— BEGIN —

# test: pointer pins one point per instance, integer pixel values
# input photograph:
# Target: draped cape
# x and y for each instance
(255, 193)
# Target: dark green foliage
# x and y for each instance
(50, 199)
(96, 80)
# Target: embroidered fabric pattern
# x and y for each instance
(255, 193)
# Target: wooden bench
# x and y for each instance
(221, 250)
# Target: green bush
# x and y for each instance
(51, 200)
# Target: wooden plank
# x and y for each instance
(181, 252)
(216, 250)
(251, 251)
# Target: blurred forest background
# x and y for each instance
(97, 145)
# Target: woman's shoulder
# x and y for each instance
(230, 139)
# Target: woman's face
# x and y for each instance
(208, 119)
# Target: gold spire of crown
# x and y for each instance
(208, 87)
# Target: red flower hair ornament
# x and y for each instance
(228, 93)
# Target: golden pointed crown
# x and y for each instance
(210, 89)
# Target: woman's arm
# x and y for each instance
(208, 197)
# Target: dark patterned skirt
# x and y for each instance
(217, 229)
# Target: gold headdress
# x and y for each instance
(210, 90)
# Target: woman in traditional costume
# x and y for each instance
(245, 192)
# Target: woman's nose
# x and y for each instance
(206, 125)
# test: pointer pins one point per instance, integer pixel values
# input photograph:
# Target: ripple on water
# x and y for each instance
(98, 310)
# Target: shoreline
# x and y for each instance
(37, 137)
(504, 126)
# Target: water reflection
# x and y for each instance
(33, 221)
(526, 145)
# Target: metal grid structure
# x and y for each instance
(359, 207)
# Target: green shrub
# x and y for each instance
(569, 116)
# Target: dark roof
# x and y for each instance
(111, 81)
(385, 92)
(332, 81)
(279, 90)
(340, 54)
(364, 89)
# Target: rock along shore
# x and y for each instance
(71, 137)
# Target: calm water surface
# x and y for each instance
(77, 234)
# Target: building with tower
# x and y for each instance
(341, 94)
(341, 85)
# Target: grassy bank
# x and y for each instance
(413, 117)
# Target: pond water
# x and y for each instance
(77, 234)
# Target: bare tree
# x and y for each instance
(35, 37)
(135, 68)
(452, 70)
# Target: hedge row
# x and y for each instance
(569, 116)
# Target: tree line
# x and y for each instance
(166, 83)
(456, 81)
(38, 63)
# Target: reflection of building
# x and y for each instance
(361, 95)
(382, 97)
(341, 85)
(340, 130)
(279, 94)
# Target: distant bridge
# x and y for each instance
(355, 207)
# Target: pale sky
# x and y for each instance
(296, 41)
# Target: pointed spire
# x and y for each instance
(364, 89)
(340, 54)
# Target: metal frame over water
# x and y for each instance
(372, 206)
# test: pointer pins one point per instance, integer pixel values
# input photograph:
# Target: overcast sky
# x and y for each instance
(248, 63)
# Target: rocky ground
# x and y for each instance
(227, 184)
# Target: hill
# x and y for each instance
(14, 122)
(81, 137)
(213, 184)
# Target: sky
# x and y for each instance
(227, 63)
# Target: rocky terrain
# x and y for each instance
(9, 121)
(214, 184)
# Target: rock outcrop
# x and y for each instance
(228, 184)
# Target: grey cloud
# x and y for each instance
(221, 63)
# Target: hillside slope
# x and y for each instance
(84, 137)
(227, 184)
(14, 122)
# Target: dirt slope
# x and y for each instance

— END —

Can you turn all of the records above into a numbered list and drop any blank lines?

1. # test: pointer pins one point per instance, integer pixel values
2. # input photograph:
3. # Target: draped cape
4. # x and y for each instance
5. (255, 193)
6. # Target: dark green foliage
7. # x and y for each instance
8. (50, 199)
9. (96, 80)
10. # Target: embroidered fabric pattern
11. # x and y for each instance
12. (255, 193)
13. # Target: wooden bench
14. # x and y for each instance
15. (221, 250)
16. # Target: green bush
17. # x and y for each instance
18. (51, 200)
19. # Target: wooden plank
20. # x and y for each instance
21. (181, 252)
22. (216, 250)
23. (251, 251)
24. # Target: blurred forest background
25. # x and y for each instance
26. (97, 145)
27. # Target: woman's shoulder
28. # x and y for each instance
29. (230, 139)
30. # Target: woman's face
31. # x and y for each instance
32. (208, 119)
33. # Target: gold spire of crown
34. # x and y for each instance
35. (208, 87)
36. # Target: red flower hair ornament
37. # x and y for each instance
38. (228, 93)
39. # Target: golden pointed crown
40. # x and y for each instance
41. (210, 89)
42. # Target: woman's arm
43. # x and y for each instance
44. (208, 197)
45. # Target: dark patterned skirt
46. # x and y for each instance
47. (217, 229)
48. # Target: gold headdress
49. # x and y for each instance
50. (210, 90)
51. # Target: woman in traditional costume
52. # x and y for each instance
53. (245, 192)
54. # Target: woman's nose
55. # x and y for each instance
56. (206, 125)
57. # test: pointer pins one point per instance, integer pixel values
58. # input photograph:
59. # Target: ripple on water
60. # x and y for each instance
61. (98, 310)
62. # Target: shoreline
63. # x and y for each instance
64. (37, 137)
65. (504, 126)
66. # Target: water reflection
67. # x and y for each instance
68. (33, 221)
69. (526, 145)
70. # Target: metal grid structure
71. # x and y for each instance
72. (359, 207)
73. # Target: green shrub
74. # x and y for each instance
75. (569, 116)
76. # Target: dark roof
77. # x and y for each instance
78. (111, 81)
79. (385, 92)
80. (332, 81)
81. (279, 90)
82. (340, 54)
83. (364, 89)
84. # Target: rock along shore
85. # x and y for each instance
86. (71, 137)
87. # Target: calm water surface
88. # x and y for each instance
89. (77, 234)
90. # Target: building with tower
91. # x and y for each instance
92. (341, 94)
93. (341, 85)
94. # Target: grassy bank
95. # x and y for each instance
96. (413, 117)
97. # Target: pond water
98. # x and y for each instance
99. (77, 234)
100. # Target: bare tree
101. # x and y for each instance
102. (35, 37)
103. (135, 68)
104. (452, 70)
105. # Target: hedge row
106. # x and y for each instance
107. (569, 116)
108. # Target: tree line
109. # x and y for each instance
110. (166, 83)
111. (456, 81)
112. (38, 63)
113. # Target: reflection of building
114. # x and y for each instance
115. (361, 95)
116. (382, 97)
117. (341, 85)
118. (340, 130)
119. (279, 94)
120. # Target: distant bridge
121. # x and y for each instance
122. (355, 207)
123. # Target: pale sky
124. # x and y for each instance
125. (296, 41)
126. # Target: pointed spire
127. # x and y for each instance
128. (364, 89)
129. (340, 54)
130. # Target: metal frame over water
131. # x and y for each instance
132. (372, 206)
133. # test: pointer pins one point per instance, integer pixel values
134. # input photograph:
135. # Target: overcast sky
136. # x and y for each instance
137. (248, 63)
138. # Target: rocky ground
139. # x and y for each instance
140. (227, 184)
141. # Target: hill
142. # x and y for each instance
143. (14, 122)
144. (81, 137)
145. (213, 184)
146. # Target: sky
147. # x and y for each instance
148. (227, 63)
149. # Target: rocky terrain
150. # x and y for each instance
151. (9, 121)
152. (214, 184)
153. # Target: rock outcrop
154. # x and y for each instance
155. (228, 184)
156. # Target: grey cloud
157. # x and y for each instance
158. (221, 63)
159. # Target: hillside slope
160. # x and y for each instance
161. (84, 137)
162. (227, 184)
163. (14, 122)
164. # Target: dirt slope
165. # x and y for each instance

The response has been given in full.